▸ WORK ORDER
Print the full listing once more, exactly as given.

▸ DATA
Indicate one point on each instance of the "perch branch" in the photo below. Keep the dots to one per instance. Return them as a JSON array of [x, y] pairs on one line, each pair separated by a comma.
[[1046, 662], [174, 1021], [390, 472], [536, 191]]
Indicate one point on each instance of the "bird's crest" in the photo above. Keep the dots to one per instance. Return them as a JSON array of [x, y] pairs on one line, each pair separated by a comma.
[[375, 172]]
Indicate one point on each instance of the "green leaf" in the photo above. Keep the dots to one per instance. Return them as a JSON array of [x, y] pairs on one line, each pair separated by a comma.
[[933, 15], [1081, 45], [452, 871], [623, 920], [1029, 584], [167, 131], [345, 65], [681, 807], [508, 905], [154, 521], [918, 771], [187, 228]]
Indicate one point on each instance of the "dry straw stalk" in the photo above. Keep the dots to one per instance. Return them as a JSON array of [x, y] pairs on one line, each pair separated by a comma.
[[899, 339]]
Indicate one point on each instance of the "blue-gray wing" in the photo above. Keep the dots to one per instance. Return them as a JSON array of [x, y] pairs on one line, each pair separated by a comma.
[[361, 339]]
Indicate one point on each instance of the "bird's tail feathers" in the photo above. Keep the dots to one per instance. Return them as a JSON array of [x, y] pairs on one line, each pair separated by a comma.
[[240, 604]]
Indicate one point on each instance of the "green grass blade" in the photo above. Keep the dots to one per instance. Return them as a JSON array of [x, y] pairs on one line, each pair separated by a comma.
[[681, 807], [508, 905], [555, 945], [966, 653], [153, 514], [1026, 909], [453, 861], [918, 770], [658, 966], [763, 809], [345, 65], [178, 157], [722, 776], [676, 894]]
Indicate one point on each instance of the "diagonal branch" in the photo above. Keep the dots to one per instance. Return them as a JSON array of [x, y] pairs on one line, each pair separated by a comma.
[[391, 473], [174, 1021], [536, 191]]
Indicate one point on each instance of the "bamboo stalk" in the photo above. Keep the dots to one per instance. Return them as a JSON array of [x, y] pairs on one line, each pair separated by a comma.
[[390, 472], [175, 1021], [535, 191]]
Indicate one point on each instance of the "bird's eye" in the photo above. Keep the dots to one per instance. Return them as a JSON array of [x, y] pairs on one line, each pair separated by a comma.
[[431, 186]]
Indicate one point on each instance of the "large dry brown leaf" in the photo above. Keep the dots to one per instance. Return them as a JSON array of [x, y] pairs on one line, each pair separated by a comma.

▸ RESULT
Indicate one point on each instance of the "perch branch" in the photo below. Keep the dots to one per instance. Return them as a JSON array of [x, y] pairs on one line, each pair separated by a comma.
[[1046, 662], [174, 1021], [390, 472], [536, 191]]
Indicate one point on each instance of the "bird's crest" in the photo above. Keep the dots to one per instance. Return them as a JSON array of [x, y] pairs on one line, each pair separated by a comma.
[[375, 172]]
Indicate one point on each instance of the "green leaf" in the photo above. Keep the dots to one per instance. Return them as a JSON array of [x, y] pairs on one line, each pair separated by a comma.
[[933, 15], [1081, 45], [452, 871], [623, 920], [1029, 584], [167, 131], [345, 65], [681, 807], [508, 905], [154, 521], [918, 771], [187, 228]]
Indicate one point on each instance of the "dry straw stalk" in the photo above. Keep the dots to one per instance. Return them as a JSON array of [x, y] pairs on one line, each pair separated by a comma.
[[899, 339]]
Indicate one point on each instance of the "blue-gray wing" in the photo above. Keep the dots to one per instance. Return them as a JSON array of [x, y] pairs on one line, each pair separated by a comma.
[[361, 339]]
Indicate one point on each instance of the "bird's tail feathers" in the photo above. Keep the dots to one per instance. Return them as a JSON array of [x, y] pairs on one line, each pair separated by a comma.
[[240, 604]]
Indicate one point on each instance of the "green grass blade" in the photo above. Keep the dots to one per instance. Return them as a JSON array of [x, y] pairs on one line, each pair separated by a comma.
[[681, 807], [508, 905], [555, 945], [966, 653], [153, 514], [1026, 909], [453, 861], [918, 770], [658, 966], [763, 809], [345, 65], [178, 157], [722, 776], [676, 894]]
Indicate one point on each instance of the "diagonal branch" in the photo above. Keep the dots to one per instance. Return them as a JSON array of [x, y] pairs on one line, each pair separated by a comma.
[[391, 473], [174, 1021], [536, 191]]
Indicate one point on each instance of the "bamboo stalk" in the photo above. Keep the dots to one per instance. Return them as a JSON array of [x, y] pairs on one line, each pair separated by a comma.
[[390, 472], [175, 1021], [535, 191]]
Indicate one point on each instance of the "bird's eye" in the photo above. Keep the dots to one per instance. Return them as a JSON array of [x, y] pairs on one line, each pair separated by a comma.
[[431, 186]]
Indicate one point on each instance of the "large dry brown leaf" in the photo above. Keep the dots to one per instance. Return them as a JSON array of [x, y] pairs on one line, each pair separated by a comma.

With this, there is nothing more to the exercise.